#### Excerpt to read ####

Ukrainian-American scientist (born 1930)

Shelia Guberman (born 25 February 1930, Ukraine, USSR) is a scientist in computer science, nuclear physics, geology, geophysics, medicine, artificial intelligence and perception. He proposed the D-waves theory of Earth seismicity, algorithms of Gestalt-perception (1980) and Image segmentation, and programs for the technology of oil and gas fields exploration (1985).

==Life and career==
He is the son of Aizik Guberman (writer, poet) and his wife Etya (teacher). From 1947 to 1952 Guberman studied at the Institute of Electrical Communications, Odessa, USSR, graduating in radio engineering. From 1952 to 1958 he worked as field geophysicist in the Soviet oil industry. From 1958 to 1961 he studied as a postgraduate at the Oil and Gas Institute in Moscow. In 1962 he received a PhD. in nuclear physics, followed by a PhD. in applied mathematics in 1971. In 1971 he was appointed for full professorship in computer science. After authoring the first applied pattern recognition program in 1962, Guberman specialized in artificial intelligence implementing principles of Gestalt perception in computer programs for geological data analysis. In 1966 he was invited by the outstanding mathematician of the XX century Prof. Israel Gelfand to lead the Artificial Intelligence team in Keldysh Institute of Applied Mathematics of the Russian Academy of Sciences. He applied the pattern recognition technology to earthquake prediction, oil and gas exploration, handwriting recognition, speech compression, and medical imaging. From 1989 to 1992 Guberman held the chair professorship at Moscow Open University (Department of Geography). Since 1992 he is living in the US. Guberman is the inventor of the handwriting recognition technology implemented in the commercial product by the company "Paragraph International" founded by Stepan Pachikov, and used today by Microsoft in Windows CE. He is author of core technologies for five US companies, and owns a patent on speech compression.

#### Data supplied ####

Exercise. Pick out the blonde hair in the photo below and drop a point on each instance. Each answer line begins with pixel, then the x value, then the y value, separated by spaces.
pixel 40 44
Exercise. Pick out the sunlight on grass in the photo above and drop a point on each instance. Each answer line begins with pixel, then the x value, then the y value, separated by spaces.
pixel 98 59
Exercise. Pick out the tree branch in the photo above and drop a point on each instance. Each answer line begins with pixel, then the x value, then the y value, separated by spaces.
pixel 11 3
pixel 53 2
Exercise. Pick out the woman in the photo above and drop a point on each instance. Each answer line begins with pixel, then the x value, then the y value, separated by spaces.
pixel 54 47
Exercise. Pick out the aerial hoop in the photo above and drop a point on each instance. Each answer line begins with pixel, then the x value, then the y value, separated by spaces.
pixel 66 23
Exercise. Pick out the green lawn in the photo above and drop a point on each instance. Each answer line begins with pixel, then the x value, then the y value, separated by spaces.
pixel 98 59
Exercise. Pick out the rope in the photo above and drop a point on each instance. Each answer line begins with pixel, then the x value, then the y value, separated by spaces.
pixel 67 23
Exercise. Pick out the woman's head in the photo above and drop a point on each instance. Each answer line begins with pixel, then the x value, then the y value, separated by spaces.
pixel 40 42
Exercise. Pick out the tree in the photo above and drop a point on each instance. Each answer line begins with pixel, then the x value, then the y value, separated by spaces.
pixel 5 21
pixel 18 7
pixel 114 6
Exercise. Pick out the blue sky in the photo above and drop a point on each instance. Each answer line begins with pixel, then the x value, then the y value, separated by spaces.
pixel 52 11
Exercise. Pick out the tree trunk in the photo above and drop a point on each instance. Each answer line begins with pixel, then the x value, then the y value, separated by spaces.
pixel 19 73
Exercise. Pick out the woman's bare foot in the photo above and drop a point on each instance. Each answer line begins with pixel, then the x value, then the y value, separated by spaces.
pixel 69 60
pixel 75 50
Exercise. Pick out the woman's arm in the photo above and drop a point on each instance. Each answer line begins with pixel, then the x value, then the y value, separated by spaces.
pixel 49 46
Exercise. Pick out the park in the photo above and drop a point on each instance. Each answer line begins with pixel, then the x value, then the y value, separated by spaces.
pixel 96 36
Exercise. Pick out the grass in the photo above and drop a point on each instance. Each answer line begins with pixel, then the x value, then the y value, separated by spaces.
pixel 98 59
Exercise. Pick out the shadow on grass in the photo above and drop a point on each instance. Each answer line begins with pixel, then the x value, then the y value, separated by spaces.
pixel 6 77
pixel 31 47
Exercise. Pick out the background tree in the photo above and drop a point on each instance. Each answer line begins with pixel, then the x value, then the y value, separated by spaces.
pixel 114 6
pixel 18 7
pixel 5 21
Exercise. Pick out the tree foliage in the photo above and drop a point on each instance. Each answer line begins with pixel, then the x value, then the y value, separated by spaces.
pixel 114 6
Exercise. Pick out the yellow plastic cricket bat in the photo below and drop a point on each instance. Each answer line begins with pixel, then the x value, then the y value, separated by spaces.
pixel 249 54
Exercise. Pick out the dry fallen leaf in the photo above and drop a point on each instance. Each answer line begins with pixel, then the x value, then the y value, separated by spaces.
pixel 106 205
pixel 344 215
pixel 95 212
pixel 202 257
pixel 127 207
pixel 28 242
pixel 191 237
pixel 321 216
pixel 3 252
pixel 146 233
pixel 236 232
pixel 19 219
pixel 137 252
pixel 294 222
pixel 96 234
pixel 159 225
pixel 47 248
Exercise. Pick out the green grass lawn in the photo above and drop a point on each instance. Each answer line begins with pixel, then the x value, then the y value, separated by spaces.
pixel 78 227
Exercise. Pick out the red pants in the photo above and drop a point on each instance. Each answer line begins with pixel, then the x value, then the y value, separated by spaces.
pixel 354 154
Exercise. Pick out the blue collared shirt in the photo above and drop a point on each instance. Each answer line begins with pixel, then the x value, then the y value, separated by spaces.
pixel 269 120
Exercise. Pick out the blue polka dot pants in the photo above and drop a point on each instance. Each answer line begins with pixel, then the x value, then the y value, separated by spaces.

####

▶ **What to do**:
[1] In the biography excerpt, in what year did Guberman receive his PhD in applied mathematics?
[2] Translate this sentence from the biography excerpt into Spanish: "From 1952 to 1958 he worked as field geophysicist in the Soviet oil industry."
[3] Using the biography excerpt, explain in one to three sentences how Guberman came to lead the Artificial Intelligence team at the Keldysh Institute of Applied Mathematics.

▶ **Results**:
[1] 1971

[2] De 1952 a 1958 trabajó como geofísico de campo en la industria petrolera soviética.

[3] In 1966 Prof. Israel Gelfand invited Guberman to lead the Artificial Intelligence team at the Keldysh Institute of Applied Mathematics of the Russian Academy of Sciences. Gelfand's invitation is how he came to head the team.